* **Part of a data file**
· · · · · · ·

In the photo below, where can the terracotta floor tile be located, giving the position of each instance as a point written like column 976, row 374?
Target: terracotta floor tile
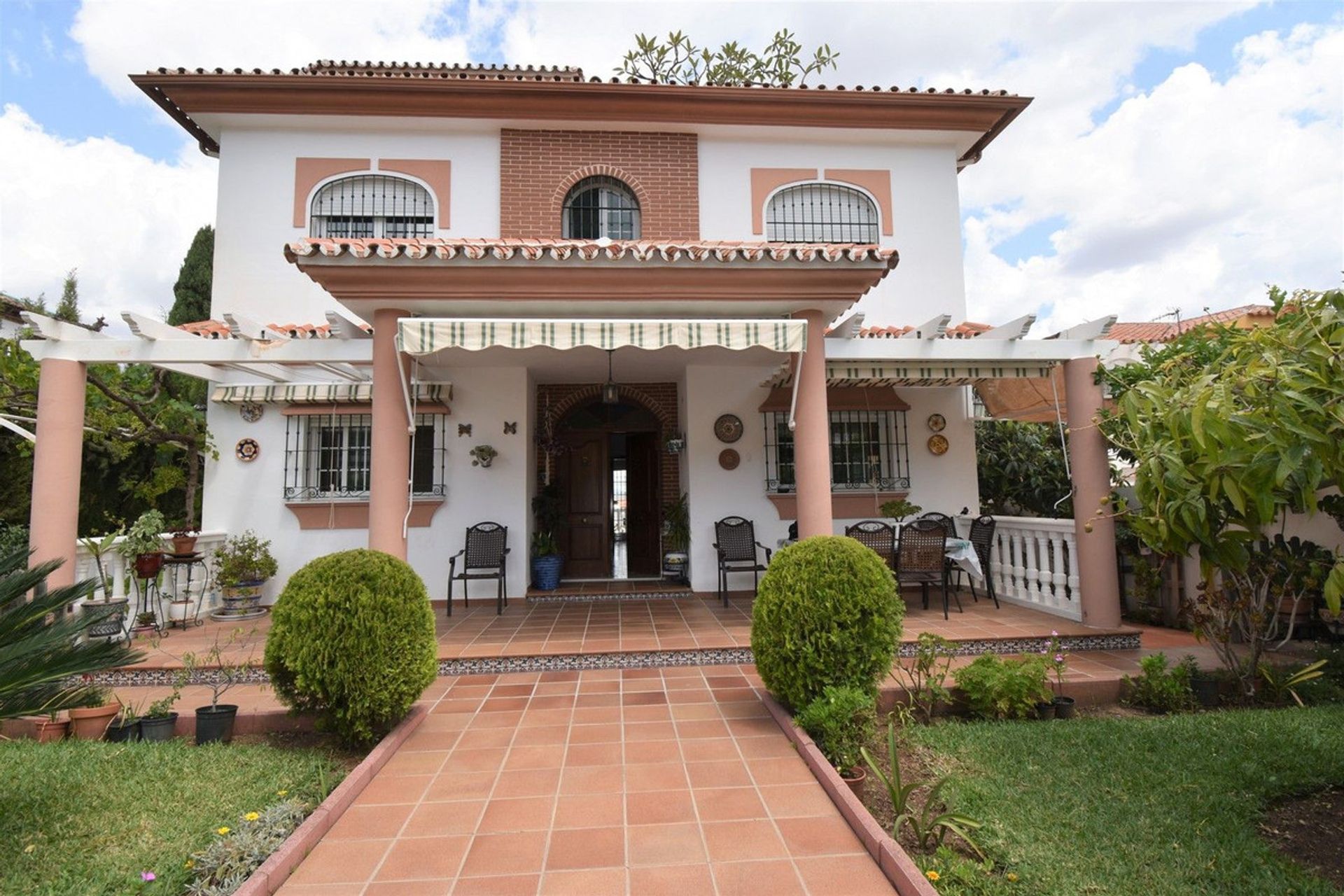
column 659, row 808
column 589, row 811
column 752, row 879
column 843, row 876
column 590, row 881
column 515, row 853
column 527, row 813
column 342, row 862
column 587, row 848
column 664, row 846
column 672, row 880
column 421, row 858
column 730, row 841
column 823, row 836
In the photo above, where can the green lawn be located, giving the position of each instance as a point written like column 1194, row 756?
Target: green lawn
column 1147, row 806
column 89, row 817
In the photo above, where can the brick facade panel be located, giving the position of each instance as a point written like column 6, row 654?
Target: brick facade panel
column 538, row 168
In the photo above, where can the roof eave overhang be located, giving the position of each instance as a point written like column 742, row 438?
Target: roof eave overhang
column 183, row 96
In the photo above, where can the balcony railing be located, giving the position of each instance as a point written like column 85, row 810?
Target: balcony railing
column 1035, row 564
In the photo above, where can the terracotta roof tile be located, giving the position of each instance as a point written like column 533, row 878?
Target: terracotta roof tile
column 590, row 250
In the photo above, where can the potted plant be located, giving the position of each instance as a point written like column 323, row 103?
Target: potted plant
column 1057, row 660
column 242, row 564
column 676, row 538
column 125, row 724
column 50, row 729
column 144, row 545
column 159, row 720
column 183, row 538
column 216, row 723
column 483, row 456
column 90, row 720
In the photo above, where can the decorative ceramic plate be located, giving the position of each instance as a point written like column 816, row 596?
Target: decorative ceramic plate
column 729, row 428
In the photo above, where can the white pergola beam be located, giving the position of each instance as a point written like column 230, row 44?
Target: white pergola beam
column 933, row 328
column 1098, row 328
column 346, row 328
column 1012, row 330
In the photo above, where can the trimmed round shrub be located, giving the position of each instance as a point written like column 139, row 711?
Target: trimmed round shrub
column 827, row 614
column 353, row 641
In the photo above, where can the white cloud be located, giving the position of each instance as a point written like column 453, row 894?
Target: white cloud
column 122, row 219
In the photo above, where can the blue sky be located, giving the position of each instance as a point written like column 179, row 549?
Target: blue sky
column 1177, row 153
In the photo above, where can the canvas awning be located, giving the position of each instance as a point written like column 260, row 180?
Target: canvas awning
column 320, row 394
column 428, row 335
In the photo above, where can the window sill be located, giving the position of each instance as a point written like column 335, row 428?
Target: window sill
column 844, row 505
column 346, row 514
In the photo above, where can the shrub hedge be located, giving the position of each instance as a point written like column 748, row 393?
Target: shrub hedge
column 827, row 614
column 353, row 641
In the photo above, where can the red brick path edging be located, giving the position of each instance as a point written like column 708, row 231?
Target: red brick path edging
column 276, row 871
column 891, row 859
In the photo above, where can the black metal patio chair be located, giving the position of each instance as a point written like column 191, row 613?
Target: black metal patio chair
column 876, row 535
column 486, row 558
column 736, row 545
column 921, row 558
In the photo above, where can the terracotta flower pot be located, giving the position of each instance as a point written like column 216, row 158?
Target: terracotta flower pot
column 49, row 731
column 89, row 723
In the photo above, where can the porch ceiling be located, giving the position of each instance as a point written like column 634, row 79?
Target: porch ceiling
column 555, row 277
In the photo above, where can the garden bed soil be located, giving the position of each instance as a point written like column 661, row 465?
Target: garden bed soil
column 1310, row 832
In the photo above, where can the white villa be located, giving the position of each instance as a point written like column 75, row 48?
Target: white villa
column 753, row 298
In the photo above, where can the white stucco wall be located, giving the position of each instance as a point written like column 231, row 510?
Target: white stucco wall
column 242, row 496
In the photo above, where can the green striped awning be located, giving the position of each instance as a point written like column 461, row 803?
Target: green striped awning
column 429, row 335
column 320, row 394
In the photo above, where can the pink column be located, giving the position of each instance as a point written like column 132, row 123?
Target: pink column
column 1098, row 577
column 812, row 434
column 390, row 444
column 54, row 522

· · · · · · ·

* **WHAT IS REQUIRED**
Please copy the lines word for word, starting at the line containing "In the photo above, where can the decorative" and ending at the line containing "column 729, row 428".

* **WRITTEN SOLUTION**
In the photo above, where can the decorative ceramic plate be located, giving the position of each instance as a point written like column 816, row 596?
Target: decorative ceramic plate
column 729, row 428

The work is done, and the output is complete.